TEXTE FOURNI |
"""

Ce jeune Algérien naturalisé italien écrit ses livres en arabe et en italien. D’ailleurs il n’est pas le seul écrivain africain italophone ; de nombreux intellectuels d’origine africaine, asiatique et latino-américaine, implantés dans la Péninsule et issus pour la plupart de pays qui n’ont pas été colonisés par l’Italie (Brésil, Mexique, Palestine, Iran, Sénégal, etc.) y animent toute une littérature de l’immigration depuis au moins une quinzaine d’années.
Justement cette absence de lien direct entre l’histoire politique de leurs pays et une Italie aux frontières de l’Occident a favorisé à mon avis l’émergence d’auteurs étrangers italophone par amour de cette langue. Venant souvent de loin, ils ne se sentent pas moins proches de l’Italie, par leur expérience d’émigrants – partagée aussi par de nombreux Italiens d’il y a une génération -, la familiarité et l’empathie légendaires dans les rapports humains au Bel Paese qui s’est découvert brusquement pays d’accueil pour des immigrants de tous horizons.

"""

DONNÉES EXTRAITES |

"""

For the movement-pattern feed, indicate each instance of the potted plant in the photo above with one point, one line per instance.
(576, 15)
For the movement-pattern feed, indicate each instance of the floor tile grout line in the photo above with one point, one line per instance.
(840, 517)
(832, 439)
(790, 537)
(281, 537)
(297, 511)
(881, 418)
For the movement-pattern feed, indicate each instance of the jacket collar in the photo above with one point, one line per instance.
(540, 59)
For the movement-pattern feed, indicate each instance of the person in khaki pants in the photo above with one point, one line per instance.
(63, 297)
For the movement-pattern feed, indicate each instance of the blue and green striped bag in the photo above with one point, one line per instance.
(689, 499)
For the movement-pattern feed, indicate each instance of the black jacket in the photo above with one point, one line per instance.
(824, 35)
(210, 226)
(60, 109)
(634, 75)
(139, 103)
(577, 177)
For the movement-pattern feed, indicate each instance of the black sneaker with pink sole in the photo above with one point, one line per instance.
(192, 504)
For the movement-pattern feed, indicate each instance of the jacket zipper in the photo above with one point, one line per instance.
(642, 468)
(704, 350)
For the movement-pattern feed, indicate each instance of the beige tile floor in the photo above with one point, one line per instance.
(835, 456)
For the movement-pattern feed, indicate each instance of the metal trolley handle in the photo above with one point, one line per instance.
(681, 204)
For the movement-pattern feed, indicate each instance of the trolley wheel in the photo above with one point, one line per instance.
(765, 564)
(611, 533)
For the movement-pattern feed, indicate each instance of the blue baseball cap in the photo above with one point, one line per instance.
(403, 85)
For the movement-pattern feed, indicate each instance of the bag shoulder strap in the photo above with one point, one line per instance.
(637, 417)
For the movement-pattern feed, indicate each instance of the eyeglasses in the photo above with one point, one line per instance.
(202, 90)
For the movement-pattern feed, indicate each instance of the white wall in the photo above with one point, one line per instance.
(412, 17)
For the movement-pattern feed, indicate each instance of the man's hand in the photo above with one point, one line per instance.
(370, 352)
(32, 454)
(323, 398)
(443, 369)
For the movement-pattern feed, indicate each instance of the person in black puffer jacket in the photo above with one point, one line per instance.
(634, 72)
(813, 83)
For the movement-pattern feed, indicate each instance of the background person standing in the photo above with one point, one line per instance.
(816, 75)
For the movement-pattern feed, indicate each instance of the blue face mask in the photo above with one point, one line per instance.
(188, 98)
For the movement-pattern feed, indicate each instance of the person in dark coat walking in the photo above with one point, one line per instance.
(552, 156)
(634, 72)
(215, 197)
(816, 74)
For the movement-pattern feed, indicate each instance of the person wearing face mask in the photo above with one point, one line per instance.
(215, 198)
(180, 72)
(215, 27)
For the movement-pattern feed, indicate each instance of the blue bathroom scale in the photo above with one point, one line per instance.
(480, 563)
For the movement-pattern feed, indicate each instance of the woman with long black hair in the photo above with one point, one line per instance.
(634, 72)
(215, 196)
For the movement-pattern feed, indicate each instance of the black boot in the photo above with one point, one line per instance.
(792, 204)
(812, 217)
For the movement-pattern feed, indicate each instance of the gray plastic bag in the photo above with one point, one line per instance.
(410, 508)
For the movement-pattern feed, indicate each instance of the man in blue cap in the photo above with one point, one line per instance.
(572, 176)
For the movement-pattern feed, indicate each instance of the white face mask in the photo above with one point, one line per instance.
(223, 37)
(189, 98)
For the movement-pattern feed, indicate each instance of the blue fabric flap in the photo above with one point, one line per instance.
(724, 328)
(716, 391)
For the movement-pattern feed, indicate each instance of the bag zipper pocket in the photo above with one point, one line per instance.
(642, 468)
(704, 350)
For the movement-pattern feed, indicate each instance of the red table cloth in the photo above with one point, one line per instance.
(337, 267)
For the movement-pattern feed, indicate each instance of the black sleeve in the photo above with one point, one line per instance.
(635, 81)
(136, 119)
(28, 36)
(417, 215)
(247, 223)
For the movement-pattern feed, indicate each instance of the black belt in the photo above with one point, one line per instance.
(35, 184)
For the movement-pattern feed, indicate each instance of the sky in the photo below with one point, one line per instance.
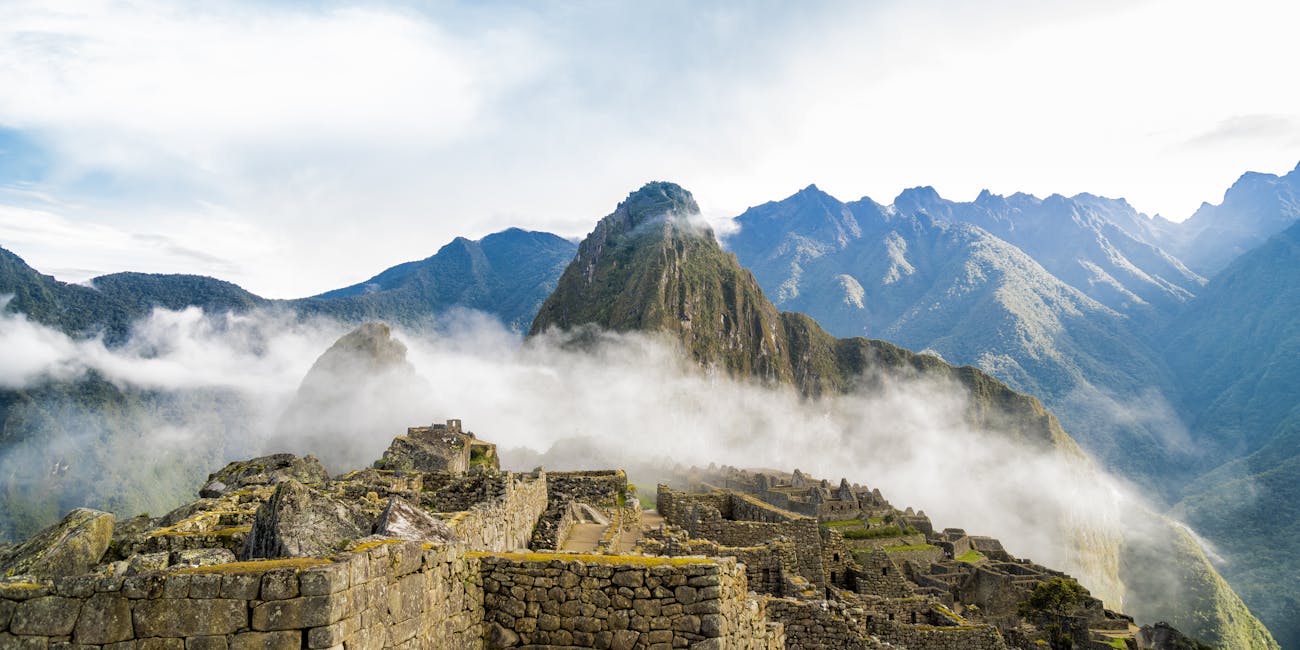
(298, 147)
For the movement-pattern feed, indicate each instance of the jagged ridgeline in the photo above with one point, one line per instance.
(654, 265)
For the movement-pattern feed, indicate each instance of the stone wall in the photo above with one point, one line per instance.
(930, 637)
(811, 625)
(765, 566)
(505, 521)
(622, 602)
(384, 596)
(750, 523)
(880, 576)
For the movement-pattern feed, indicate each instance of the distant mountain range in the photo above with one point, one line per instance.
(1169, 350)
(506, 274)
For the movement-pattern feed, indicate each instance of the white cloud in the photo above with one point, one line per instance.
(355, 138)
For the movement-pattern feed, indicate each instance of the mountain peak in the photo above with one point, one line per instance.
(921, 194)
(659, 198)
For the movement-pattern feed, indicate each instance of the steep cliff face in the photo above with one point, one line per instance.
(654, 265)
(355, 393)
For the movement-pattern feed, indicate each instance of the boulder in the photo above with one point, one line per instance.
(1162, 636)
(69, 547)
(406, 521)
(300, 521)
(263, 471)
(200, 557)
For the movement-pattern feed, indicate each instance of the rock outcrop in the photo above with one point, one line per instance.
(69, 547)
(299, 521)
(402, 520)
(263, 471)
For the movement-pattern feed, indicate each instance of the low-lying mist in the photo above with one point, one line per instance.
(190, 391)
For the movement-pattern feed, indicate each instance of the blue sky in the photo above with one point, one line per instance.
(303, 146)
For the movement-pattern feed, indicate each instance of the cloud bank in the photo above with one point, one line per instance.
(206, 390)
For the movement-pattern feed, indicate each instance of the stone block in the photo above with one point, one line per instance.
(310, 611)
(48, 615)
(186, 618)
(207, 644)
(206, 585)
(104, 619)
(624, 640)
(334, 633)
(76, 586)
(241, 586)
(280, 584)
(324, 580)
(148, 585)
(160, 644)
(287, 640)
(176, 586)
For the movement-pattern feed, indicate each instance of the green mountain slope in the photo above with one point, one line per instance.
(1253, 209)
(954, 289)
(1238, 349)
(653, 265)
(506, 274)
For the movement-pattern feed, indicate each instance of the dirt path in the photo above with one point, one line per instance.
(584, 537)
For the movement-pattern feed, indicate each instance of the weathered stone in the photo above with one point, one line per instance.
(406, 521)
(323, 580)
(189, 618)
(200, 557)
(69, 547)
(264, 471)
(76, 586)
(242, 586)
(287, 640)
(148, 585)
(207, 644)
(310, 611)
(104, 619)
(206, 585)
(333, 635)
(299, 521)
(280, 584)
(48, 615)
(160, 644)
(624, 640)
(144, 563)
(9, 641)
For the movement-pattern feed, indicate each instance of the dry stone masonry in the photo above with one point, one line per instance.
(436, 547)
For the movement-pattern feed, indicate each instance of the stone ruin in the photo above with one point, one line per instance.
(436, 547)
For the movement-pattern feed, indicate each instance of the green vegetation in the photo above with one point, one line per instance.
(879, 533)
(909, 547)
(1049, 605)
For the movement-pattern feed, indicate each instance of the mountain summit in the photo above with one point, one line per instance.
(653, 265)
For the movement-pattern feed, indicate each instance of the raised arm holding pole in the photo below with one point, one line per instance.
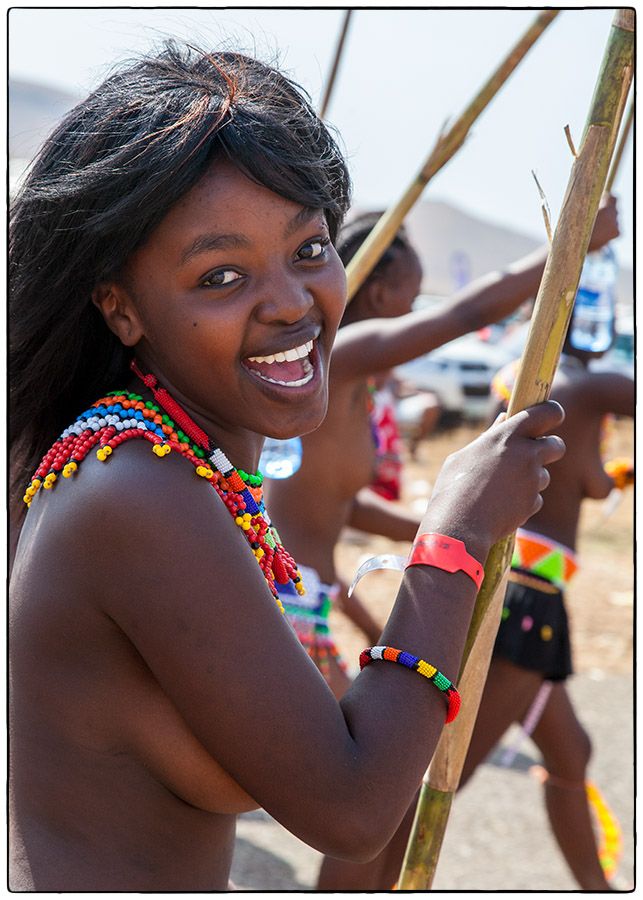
(549, 324)
(447, 144)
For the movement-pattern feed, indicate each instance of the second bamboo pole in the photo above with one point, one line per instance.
(549, 323)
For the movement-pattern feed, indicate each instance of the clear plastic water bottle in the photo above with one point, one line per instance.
(592, 327)
(280, 459)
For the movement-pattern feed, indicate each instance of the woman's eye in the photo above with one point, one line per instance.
(223, 276)
(313, 249)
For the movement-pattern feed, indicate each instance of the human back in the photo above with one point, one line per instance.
(176, 236)
(588, 398)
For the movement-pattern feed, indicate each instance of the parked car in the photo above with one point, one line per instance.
(459, 373)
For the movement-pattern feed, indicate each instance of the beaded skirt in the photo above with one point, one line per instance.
(534, 630)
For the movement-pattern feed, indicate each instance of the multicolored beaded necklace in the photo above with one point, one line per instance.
(121, 416)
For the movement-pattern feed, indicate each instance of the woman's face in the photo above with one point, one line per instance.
(238, 294)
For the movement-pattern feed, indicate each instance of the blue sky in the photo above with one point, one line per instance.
(404, 72)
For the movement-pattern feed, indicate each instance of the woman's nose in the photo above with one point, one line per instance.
(284, 298)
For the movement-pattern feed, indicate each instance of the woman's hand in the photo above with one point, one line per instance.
(493, 485)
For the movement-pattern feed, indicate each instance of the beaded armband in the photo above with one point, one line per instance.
(442, 683)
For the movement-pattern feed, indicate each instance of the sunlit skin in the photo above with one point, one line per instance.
(510, 689)
(233, 271)
(157, 689)
(378, 333)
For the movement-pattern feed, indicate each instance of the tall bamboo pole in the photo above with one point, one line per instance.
(618, 153)
(549, 323)
(447, 144)
(333, 72)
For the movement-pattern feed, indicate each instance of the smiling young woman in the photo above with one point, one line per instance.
(175, 294)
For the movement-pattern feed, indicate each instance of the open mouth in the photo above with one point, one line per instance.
(290, 368)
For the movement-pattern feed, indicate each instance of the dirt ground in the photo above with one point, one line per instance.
(600, 596)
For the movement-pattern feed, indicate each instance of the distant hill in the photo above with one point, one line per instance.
(34, 109)
(454, 246)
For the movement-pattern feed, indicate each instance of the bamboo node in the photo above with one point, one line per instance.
(570, 141)
(544, 208)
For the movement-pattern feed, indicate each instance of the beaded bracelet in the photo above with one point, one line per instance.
(442, 683)
(445, 552)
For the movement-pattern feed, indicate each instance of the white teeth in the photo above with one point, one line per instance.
(308, 374)
(285, 356)
(297, 383)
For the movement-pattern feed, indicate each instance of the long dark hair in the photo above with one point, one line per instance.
(102, 182)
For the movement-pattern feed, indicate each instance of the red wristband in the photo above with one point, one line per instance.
(446, 553)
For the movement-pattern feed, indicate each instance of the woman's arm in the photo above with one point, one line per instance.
(376, 344)
(193, 602)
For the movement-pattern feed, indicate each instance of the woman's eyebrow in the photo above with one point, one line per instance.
(302, 218)
(207, 242)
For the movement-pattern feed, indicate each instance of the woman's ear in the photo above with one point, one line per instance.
(119, 312)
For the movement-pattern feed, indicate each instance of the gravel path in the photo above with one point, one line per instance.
(498, 836)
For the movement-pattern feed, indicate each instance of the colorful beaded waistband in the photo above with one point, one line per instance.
(543, 557)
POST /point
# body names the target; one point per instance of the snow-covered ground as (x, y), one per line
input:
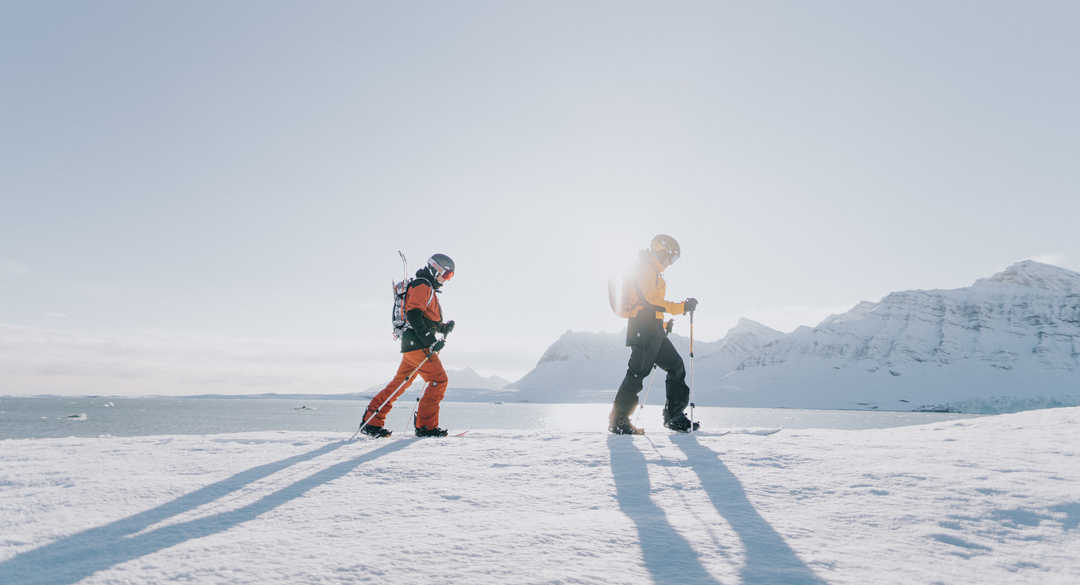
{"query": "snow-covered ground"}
(980, 501)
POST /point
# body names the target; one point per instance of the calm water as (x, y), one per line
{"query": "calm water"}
(49, 417)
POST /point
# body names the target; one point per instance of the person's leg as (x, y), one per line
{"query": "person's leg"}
(678, 393)
(642, 357)
(432, 372)
(409, 362)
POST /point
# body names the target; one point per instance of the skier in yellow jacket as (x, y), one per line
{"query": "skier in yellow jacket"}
(644, 295)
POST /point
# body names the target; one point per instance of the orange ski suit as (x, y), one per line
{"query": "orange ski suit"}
(421, 297)
(432, 372)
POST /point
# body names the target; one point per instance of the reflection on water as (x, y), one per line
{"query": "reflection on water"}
(59, 417)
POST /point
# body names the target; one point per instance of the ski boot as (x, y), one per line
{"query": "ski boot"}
(376, 432)
(679, 423)
(621, 425)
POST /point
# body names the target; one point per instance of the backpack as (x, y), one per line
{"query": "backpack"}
(623, 299)
(401, 324)
(401, 289)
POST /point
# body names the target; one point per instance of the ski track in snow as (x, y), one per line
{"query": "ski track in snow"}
(980, 501)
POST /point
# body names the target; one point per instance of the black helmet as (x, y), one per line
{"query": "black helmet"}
(665, 248)
(441, 267)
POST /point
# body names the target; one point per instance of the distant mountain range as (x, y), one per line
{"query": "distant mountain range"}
(1007, 342)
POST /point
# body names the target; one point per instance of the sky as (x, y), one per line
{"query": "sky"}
(206, 196)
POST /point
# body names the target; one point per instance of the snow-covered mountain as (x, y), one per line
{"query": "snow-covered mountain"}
(1006, 342)
(588, 366)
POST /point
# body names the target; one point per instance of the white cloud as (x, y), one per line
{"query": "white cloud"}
(12, 269)
(790, 317)
(37, 361)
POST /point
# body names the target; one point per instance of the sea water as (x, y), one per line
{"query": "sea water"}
(92, 417)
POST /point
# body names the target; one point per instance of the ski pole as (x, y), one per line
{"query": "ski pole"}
(691, 371)
(363, 424)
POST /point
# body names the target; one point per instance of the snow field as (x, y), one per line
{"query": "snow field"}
(980, 501)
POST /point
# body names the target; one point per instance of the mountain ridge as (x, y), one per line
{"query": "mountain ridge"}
(1013, 337)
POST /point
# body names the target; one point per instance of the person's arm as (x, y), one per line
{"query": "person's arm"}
(655, 294)
(420, 324)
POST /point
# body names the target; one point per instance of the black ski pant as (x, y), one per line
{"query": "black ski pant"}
(656, 350)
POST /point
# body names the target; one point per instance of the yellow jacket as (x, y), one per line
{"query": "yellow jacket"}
(651, 285)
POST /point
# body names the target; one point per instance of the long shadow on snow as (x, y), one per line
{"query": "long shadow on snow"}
(83, 554)
(669, 557)
(769, 559)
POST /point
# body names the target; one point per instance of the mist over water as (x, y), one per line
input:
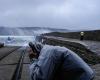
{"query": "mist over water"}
(19, 37)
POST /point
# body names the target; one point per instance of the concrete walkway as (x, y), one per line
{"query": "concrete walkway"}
(94, 46)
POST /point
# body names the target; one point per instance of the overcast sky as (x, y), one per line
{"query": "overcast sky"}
(69, 14)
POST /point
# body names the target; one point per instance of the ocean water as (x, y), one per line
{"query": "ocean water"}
(16, 40)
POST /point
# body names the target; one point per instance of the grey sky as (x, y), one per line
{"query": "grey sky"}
(69, 14)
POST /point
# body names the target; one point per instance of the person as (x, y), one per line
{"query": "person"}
(59, 63)
(82, 35)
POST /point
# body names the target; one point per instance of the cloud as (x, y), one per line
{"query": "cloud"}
(69, 14)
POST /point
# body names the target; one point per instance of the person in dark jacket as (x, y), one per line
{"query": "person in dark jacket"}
(59, 63)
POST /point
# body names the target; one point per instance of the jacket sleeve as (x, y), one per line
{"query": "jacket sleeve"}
(42, 69)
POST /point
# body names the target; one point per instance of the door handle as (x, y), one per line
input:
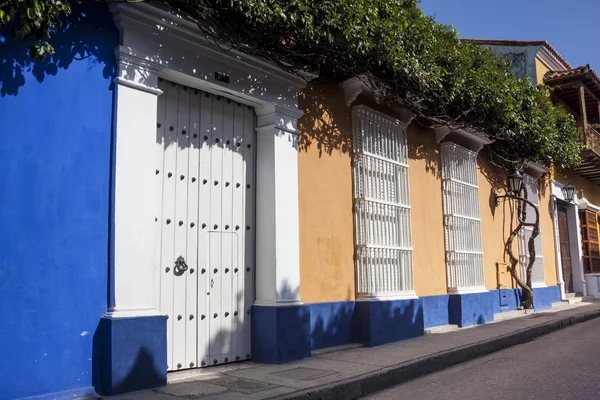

"""

OBJECTIFS |
(a) Recopiez un extrait du texte sur les écrivains italophones. Commencez aux mots « Ce jeune Algérien » et arrêtez-vous après les mots « une quinzaine d’années. ».
(b) Répondez aux questions suivantes d'après le texte sur les écrivains italophones :
(i) En quelles langues le jeune Algérien naturalisé italien écrit-il ses livres ?
(ii) Depuis combien de temps au moins cette littérature de l'immigration existe-t-elle en Italie ?
(iii) Quelle expérience de ces auteurs a aussi été partagée par de nombreux Italiens d'il y a une génération ?
(c) Reprenez le texte sur les écrivains italophones là où il s'arrête et poursuivez-le.
Les enregistrements n'interviennent pas dans ce travail.

RÉPONSES AUX EXERCICES |
(a)
Ce jeune Algérien naturalisé italien écrit ses livres en arabe et en italien. D’ailleurs il n’est pas le seul écrivain africain italophone ; de nombreux intellectuels d’origine africaine, asiatique et latino-américaine, implantés dans la Péninsule et issus pour la plupart de pays qui n’ont pas été colonisés par l’Italie (Brésil, Mexique, Palestine, Iran, Sénégal, etc.) y animent toute une littérature de l’immigration depuis au moins une quinzaine d’années.

(b)
(i) Il les écrit en arabe et en italien.
(ii) Elle existe depuis au moins une quinzaine d'années.
(iii) C'est leur expérience d'émigrants.

(c)
Aux yeux des Nord-Africains, Rome est à mi-chemin entre leur patrie et les nations de l’ancien colonisateur, notamment France et Grande Bretagne. D’ailleurs le voyage romain d’Amara Lakhous, puis la « citoyenneté » romaine, suit les traces des intellectuels des provinces d’Afrique, la Numidie précisément, qui se rendaient dans la Ville éternelle pour se consacrer à une carrière politique ou littéraire. Amara Lakhous, comme tout Berbère à Rome, visite la prison Mamertine près du Capitole qui est témoin et lieu du martyre du roi africain Jugurtha, il y a environ 2100 ans. Mais ce même intérêt pour l’Italie que de nombreux intellectuels Égyptiens et Maghrébins expriment dans leur art est beaucoup moins évident parmi les intellectuels d’une ancienne colonie italienne, la Libye.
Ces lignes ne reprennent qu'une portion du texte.